• _Request_: Could you copy the material below word for word, keeping every line as it appears?

(Data taken from a collection)
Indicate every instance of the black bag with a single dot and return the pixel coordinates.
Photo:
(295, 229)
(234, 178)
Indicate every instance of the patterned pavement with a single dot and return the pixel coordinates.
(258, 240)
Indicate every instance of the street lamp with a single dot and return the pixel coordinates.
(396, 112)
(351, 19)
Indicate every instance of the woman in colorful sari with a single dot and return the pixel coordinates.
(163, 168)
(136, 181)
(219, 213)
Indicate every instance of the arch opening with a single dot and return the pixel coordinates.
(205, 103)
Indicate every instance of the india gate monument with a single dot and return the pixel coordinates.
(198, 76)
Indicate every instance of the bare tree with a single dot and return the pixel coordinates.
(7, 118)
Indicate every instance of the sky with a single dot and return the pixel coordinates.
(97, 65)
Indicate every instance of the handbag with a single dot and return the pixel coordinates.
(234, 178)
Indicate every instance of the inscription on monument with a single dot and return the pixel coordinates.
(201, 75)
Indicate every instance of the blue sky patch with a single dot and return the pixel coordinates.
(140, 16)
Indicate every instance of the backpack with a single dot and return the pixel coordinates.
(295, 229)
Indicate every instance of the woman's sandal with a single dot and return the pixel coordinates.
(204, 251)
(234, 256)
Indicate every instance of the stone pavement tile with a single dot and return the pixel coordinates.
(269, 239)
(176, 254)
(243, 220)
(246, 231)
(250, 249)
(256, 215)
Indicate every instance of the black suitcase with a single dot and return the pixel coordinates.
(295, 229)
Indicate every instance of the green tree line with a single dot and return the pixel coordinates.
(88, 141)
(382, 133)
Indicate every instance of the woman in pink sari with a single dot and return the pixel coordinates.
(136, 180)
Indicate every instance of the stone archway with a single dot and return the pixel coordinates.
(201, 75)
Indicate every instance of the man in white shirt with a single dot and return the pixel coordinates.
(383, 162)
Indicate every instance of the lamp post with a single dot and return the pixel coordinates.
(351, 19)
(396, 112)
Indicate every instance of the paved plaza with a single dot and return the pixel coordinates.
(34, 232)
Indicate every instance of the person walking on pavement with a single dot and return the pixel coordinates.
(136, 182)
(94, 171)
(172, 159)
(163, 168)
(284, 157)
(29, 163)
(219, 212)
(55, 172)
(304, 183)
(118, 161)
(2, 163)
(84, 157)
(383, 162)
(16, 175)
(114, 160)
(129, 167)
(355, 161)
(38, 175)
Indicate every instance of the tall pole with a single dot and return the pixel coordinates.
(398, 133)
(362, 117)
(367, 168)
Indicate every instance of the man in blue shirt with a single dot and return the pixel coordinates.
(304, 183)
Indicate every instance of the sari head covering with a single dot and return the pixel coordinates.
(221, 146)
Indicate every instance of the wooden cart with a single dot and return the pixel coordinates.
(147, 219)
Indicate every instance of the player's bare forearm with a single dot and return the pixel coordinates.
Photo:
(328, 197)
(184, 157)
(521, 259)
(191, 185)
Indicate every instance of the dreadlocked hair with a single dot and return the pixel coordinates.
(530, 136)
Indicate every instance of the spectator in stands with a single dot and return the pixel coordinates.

• _Written solution_:
Indicate every instance of the black bag with a single dot and return the pixel coordinates.
Photo:
(295, 229)
(234, 178)
Indicate every instance of the patterned pavement with a single dot and return the pixel coordinates.
(258, 240)
Indicate every instance of the street lamp with a single dot and return the pixel coordinates.
(396, 112)
(351, 19)
Indicate every instance of the woman in colorful sari with a single dot and return the pixel coordinates.
(163, 168)
(136, 181)
(219, 213)
Indicate every instance of the arch opening with a single dot and return the pixel coordinates.
(205, 103)
Indicate every instance of the india gate monument with a single dot and return the pixel coordinates.
(198, 76)
Indicate every instance of the bare tree with a single dot and return the pixel coordinates.
(7, 118)
Indicate every instance of the sky with a single dot and return the pixel coordinates.
(97, 65)
Indicate every instance of the handbag with a single dot and return the pixel coordinates.
(234, 178)
Indicate every instance of the inscription on monument with a single dot and return the pixel coordinates.
(201, 75)
Indicate every instance of the blue sky patch with a single dot and return the pixel coordinates.
(140, 16)
Indicate every instance of the backpack with a single dot and return the pixel coordinates.
(295, 229)
Indicate every instance of the woman's sandal with a single dot and return the pixel coordinates.
(204, 251)
(234, 256)
Indicate every instance of the stone pavement tile with a single dot and return the pixel coordinates.
(269, 239)
(176, 254)
(243, 220)
(246, 231)
(250, 249)
(256, 215)
Indicate every instance of the black suitcase with a single dot and return the pixel coordinates.
(295, 229)
Indicate every instance of the green tree line with a single dot and return the pixel coordinates.
(88, 141)
(382, 133)
Indicate every instance of the woman in pink sari with a single dot and return the pixel coordinates.
(136, 180)
Indicate every instance of the stone archway with a single dot and return the pixel coordinates.
(201, 75)
Indicate every instance of the man in white shirt with a single dot and return the pixel coordinates.
(383, 162)
Indicate every instance of the lamp post with a single dot and return the pixel coordinates.
(351, 19)
(396, 112)
Indicate every instance of the paved plaza with a single dot and return the pixel coordinates.
(34, 232)
Indicate every instance of the person walking on pavement with a single dot and return the pixel coordinates.
(136, 182)
(94, 171)
(172, 159)
(163, 168)
(284, 157)
(29, 163)
(219, 212)
(55, 172)
(304, 183)
(118, 161)
(2, 163)
(84, 157)
(383, 162)
(16, 175)
(114, 160)
(129, 167)
(355, 161)
(38, 175)
Indicate every instance of the tall pole with a single dot and return the pixel coordinates.
(398, 133)
(362, 117)
(367, 168)
Indicate every instance of the man in blue shirt with a single dot and return the pixel coordinates.
(304, 183)
Indicate every instance of the sari head covering with a single dot and return the pixel coordinates.
(221, 146)
Indicate every instance of the wooden cart with a single dot and return the pixel coordinates.
(147, 219)
Indicate every instance of the player's bare forearm with a single dot and return the pixel coordinates.
Photo:
(328, 197)
(184, 157)
(521, 259)
(191, 185)
Indicate every instance of the dreadlocked hair with a single dot and return the pixel coordinates.
(530, 136)
Indicate every instance of the spectator in stands with a single dot and return the pixel coordinates.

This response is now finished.